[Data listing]
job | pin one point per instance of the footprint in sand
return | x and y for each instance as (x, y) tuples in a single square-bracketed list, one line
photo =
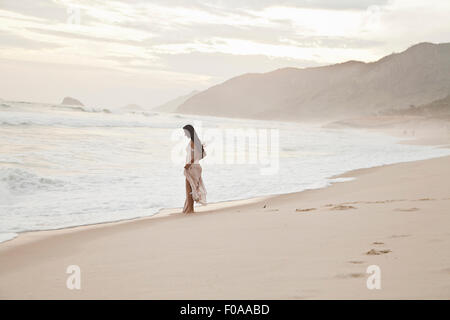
[(373, 252), (407, 209), (342, 207), (305, 210)]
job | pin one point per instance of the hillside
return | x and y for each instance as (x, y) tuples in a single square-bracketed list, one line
[(417, 76)]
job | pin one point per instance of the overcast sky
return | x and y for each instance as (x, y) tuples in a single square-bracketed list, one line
[(113, 53)]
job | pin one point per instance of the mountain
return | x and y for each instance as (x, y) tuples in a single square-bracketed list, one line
[(436, 108), (71, 101), (415, 76), (172, 105)]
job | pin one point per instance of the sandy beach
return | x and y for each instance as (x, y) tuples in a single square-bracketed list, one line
[(315, 244)]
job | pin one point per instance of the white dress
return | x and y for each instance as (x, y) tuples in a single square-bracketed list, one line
[(194, 176)]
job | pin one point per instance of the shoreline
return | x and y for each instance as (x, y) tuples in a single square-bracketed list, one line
[(215, 206), (313, 244)]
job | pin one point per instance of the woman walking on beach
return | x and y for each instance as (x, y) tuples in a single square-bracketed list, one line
[(195, 189)]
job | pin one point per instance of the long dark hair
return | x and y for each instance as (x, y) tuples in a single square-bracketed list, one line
[(195, 139)]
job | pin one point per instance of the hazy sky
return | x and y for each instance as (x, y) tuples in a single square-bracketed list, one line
[(113, 53)]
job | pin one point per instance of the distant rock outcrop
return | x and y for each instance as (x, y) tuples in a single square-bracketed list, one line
[(172, 105), (71, 101), (416, 76)]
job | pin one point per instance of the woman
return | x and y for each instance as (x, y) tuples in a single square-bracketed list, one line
[(195, 189)]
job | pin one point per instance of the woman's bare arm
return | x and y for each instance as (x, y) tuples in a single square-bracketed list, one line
[(192, 156)]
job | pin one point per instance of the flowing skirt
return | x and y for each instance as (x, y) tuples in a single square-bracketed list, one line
[(197, 188)]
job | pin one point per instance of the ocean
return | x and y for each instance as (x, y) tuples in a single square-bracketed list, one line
[(64, 166)]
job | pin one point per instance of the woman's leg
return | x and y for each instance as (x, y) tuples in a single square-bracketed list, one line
[(189, 203)]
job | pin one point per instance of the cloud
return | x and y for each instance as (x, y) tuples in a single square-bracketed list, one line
[(205, 42)]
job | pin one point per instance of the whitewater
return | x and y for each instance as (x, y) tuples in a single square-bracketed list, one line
[(64, 166)]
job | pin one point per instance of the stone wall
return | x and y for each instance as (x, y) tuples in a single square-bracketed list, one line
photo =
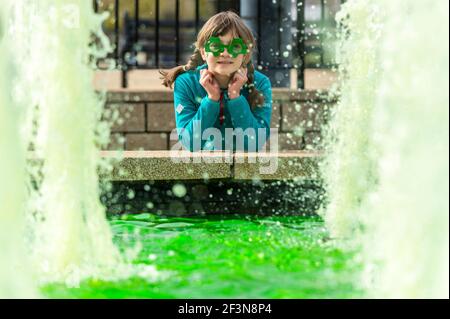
[(147, 118)]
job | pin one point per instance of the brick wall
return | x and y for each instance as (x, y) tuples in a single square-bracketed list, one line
[(147, 118)]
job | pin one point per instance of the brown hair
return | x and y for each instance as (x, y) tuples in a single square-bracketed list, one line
[(219, 25)]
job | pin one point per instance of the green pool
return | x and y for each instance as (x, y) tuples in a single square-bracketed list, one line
[(227, 256)]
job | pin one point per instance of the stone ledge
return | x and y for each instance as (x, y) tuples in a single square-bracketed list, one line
[(290, 165), (168, 165), (185, 165)]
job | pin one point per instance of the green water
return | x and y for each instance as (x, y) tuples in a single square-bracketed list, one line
[(226, 257)]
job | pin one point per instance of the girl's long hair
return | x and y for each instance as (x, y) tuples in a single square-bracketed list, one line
[(219, 25)]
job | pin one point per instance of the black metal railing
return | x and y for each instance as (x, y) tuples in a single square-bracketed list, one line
[(271, 21)]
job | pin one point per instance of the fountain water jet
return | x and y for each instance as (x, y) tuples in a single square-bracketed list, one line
[(398, 211)]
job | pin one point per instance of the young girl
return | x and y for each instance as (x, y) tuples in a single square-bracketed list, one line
[(223, 103)]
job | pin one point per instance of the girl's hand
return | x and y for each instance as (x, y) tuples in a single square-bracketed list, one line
[(237, 82), (209, 82)]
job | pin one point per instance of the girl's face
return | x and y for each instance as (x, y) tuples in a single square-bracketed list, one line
[(224, 64)]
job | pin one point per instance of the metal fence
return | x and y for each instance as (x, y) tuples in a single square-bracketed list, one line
[(290, 33)]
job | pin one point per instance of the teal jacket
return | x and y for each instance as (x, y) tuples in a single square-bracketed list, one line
[(196, 115)]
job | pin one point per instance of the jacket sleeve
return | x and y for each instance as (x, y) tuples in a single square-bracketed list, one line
[(257, 120), (189, 119)]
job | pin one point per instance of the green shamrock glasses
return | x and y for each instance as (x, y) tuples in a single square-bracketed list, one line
[(236, 47)]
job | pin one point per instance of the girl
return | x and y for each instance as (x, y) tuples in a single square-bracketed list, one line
[(224, 98)]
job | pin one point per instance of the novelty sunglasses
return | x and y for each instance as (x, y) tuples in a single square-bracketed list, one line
[(236, 47)]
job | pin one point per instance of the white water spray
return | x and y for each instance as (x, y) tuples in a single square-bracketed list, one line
[(15, 277), (71, 237), (388, 174)]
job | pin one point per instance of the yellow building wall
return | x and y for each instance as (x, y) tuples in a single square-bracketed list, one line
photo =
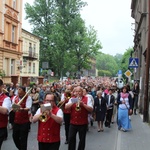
[(10, 37)]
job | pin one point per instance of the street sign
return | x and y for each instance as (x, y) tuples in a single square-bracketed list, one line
[(119, 73), (133, 62), (45, 65), (128, 73), (67, 73)]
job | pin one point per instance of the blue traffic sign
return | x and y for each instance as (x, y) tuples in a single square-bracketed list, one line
[(133, 62), (119, 71)]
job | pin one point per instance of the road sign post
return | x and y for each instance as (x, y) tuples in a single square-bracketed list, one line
[(133, 62)]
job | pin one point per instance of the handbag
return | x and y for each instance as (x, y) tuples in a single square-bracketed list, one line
[(129, 112)]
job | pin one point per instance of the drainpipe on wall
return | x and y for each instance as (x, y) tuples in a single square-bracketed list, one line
[(146, 101)]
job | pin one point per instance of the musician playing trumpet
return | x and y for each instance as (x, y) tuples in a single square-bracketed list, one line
[(5, 104), (80, 106), (66, 112), (21, 119), (49, 130)]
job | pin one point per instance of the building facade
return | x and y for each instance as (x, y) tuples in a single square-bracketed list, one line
[(10, 39), (140, 13), (29, 63)]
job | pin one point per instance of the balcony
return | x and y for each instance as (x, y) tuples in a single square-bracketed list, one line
[(30, 55)]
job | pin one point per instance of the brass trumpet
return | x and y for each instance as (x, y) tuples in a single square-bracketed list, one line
[(17, 106), (5, 90), (67, 95), (78, 108), (44, 107), (43, 117)]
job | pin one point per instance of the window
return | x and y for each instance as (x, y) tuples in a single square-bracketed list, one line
[(33, 67), (7, 31), (14, 4), (13, 33), (34, 48), (12, 66), (6, 66), (29, 67), (30, 49)]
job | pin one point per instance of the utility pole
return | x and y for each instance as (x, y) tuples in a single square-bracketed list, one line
[(146, 101)]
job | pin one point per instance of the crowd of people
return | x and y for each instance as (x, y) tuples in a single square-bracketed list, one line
[(74, 103)]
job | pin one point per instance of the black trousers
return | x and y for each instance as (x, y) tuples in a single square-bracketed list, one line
[(49, 146), (109, 116), (3, 133), (67, 124), (20, 135), (73, 130)]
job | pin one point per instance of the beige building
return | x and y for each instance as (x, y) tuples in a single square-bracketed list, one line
[(141, 14), (10, 39), (29, 68)]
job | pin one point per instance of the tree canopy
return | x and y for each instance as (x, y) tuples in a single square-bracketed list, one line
[(67, 44)]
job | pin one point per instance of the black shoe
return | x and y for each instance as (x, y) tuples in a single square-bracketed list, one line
[(66, 142), (91, 123)]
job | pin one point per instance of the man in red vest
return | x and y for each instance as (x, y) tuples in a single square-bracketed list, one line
[(80, 107), (21, 120), (49, 131), (5, 104)]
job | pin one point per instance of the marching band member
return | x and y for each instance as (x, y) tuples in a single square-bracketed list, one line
[(79, 118), (21, 119), (110, 99), (5, 104), (49, 130)]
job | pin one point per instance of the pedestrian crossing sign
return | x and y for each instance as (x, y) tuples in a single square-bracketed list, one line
[(133, 62), (128, 73)]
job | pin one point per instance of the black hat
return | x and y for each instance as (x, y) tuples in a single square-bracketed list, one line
[(1, 82), (23, 88)]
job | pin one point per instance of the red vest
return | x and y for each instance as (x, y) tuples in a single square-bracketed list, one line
[(3, 118), (66, 111), (79, 117), (21, 117), (49, 131)]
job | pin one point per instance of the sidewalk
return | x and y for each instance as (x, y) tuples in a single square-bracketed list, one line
[(136, 139)]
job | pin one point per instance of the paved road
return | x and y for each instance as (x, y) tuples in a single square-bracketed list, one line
[(110, 139), (95, 140)]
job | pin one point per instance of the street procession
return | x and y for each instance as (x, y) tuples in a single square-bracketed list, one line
[(74, 75), (75, 104)]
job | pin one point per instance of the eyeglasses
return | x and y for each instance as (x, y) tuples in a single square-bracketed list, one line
[(48, 100)]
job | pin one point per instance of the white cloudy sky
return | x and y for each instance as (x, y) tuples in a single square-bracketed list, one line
[(112, 21)]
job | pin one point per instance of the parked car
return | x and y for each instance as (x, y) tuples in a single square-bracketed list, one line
[(64, 79)]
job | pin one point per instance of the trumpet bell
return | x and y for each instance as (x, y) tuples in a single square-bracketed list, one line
[(43, 117), (15, 107), (78, 108)]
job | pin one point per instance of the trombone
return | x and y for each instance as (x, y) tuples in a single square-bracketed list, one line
[(44, 116), (78, 108), (5, 90), (67, 95), (17, 106)]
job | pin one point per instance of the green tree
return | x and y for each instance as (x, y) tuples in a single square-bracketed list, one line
[(66, 42), (106, 62), (125, 60)]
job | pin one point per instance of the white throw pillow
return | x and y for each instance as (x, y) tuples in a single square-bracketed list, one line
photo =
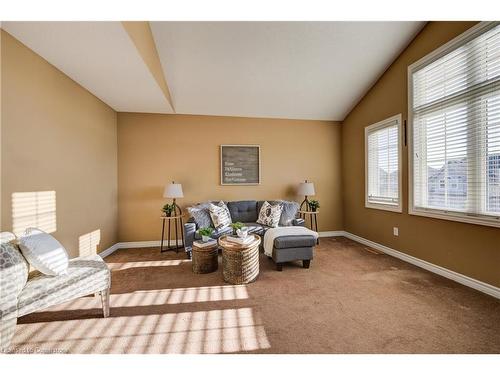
[(270, 215), (220, 215), (44, 252)]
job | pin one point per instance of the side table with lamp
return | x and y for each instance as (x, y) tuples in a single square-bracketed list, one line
[(173, 219)]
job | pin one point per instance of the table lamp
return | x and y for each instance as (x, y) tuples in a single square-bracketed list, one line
[(174, 191), (306, 189)]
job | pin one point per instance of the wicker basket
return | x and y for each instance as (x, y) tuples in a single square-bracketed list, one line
[(205, 259), (240, 263)]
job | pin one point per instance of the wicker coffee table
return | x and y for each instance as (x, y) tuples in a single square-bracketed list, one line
[(240, 263), (205, 259)]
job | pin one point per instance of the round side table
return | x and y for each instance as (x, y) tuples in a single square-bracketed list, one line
[(240, 263), (205, 259)]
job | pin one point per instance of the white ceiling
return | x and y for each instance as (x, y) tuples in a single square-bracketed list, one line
[(295, 70), (100, 56)]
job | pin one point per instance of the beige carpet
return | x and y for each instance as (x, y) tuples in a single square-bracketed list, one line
[(351, 300)]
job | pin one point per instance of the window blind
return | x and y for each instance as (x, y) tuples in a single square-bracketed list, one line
[(456, 129), (382, 141)]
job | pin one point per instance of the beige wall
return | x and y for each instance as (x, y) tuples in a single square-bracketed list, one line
[(56, 137), (472, 250), (155, 149)]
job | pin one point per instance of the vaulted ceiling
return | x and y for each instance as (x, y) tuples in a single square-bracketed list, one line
[(294, 70)]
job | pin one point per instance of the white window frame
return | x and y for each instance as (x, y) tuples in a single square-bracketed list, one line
[(455, 43), (380, 125)]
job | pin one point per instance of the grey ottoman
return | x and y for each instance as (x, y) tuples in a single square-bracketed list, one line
[(290, 248)]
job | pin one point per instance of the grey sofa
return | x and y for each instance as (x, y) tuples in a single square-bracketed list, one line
[(246, 212)]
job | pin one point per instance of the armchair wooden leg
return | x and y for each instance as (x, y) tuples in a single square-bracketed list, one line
[(105, 302)]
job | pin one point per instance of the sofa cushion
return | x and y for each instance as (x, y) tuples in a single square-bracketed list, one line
[(44, 252), (286, 242), (13, 270), (86, 275), (220, 215), (243, 211), (255, 228)]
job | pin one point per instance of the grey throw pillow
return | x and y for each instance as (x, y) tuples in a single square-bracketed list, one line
[(13, 270), (201, 215), (289, 213)]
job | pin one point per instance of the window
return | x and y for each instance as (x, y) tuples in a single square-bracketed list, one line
[(454, 117), (382, 161)]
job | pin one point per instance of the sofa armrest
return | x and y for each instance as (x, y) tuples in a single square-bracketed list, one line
[(298, 222), (189, 232)]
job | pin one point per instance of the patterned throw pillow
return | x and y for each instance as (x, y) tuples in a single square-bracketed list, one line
[(44, 252), (220, 215), (270, 215), (289, 213), (201, 215)]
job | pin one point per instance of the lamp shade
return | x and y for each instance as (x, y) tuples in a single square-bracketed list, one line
[(306, 188), (173, 190)]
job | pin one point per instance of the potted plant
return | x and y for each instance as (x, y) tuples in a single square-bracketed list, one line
[(314, 205), (205, 233), (236, 226), (168, 209)]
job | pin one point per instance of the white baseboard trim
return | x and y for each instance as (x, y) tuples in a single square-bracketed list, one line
[(137, 244), (449, 274)]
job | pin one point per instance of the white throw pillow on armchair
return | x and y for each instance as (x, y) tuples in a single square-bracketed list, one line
[(44, 252)]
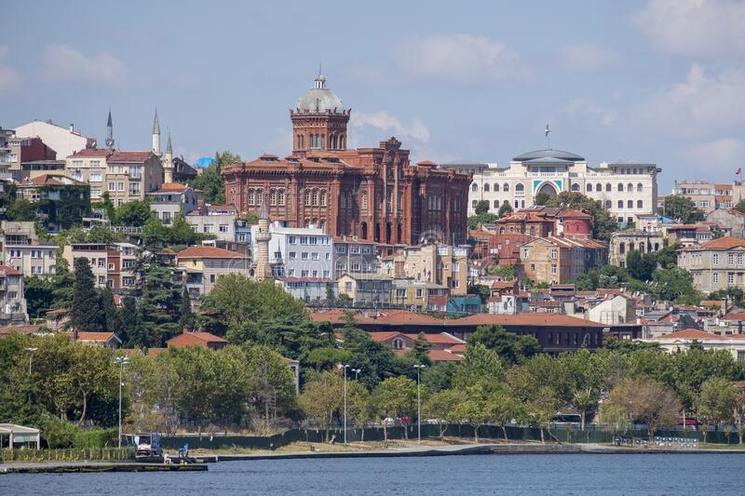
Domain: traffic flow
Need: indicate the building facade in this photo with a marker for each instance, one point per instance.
(376, 194)
(625, 189)
(716, 264)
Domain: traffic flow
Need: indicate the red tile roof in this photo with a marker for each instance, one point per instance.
(129, 157)
(207, 252)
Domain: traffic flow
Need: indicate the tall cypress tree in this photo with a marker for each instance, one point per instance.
(86, 313)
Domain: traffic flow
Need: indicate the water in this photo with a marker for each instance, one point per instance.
(463, 475)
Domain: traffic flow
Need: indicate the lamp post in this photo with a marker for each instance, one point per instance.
(418, 368)
(344, 367)
(121, 361)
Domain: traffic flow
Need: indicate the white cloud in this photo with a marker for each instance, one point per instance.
(460, 58)
(725, 151)
(9, 77)
(586, 55)
(703, 104)
(597, 113)
(695, 27)
(383, 122)
(63, 63)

## CHALLENGE
Rewrite the rows from the start up to and including the line with "[(417, 76)]", requests included, and scale every x and y coordinate in the answers by 0.8, rounding to whole numbers with halves going up. Omit the pictures.

## THE OUTPUT
job | pin one point per instance of the footprint in sand
return | x and y for each instance as (x, y) tuples in a single square-bracketed list, one line
photo =
[(298, 202), (326, 167), (274, 166), (244, 168)]
job | pin one point per instance of the hillside
return | x and y for each instance as (x, y) tuples in a single square-bracketed list, one line
[(334, 61)]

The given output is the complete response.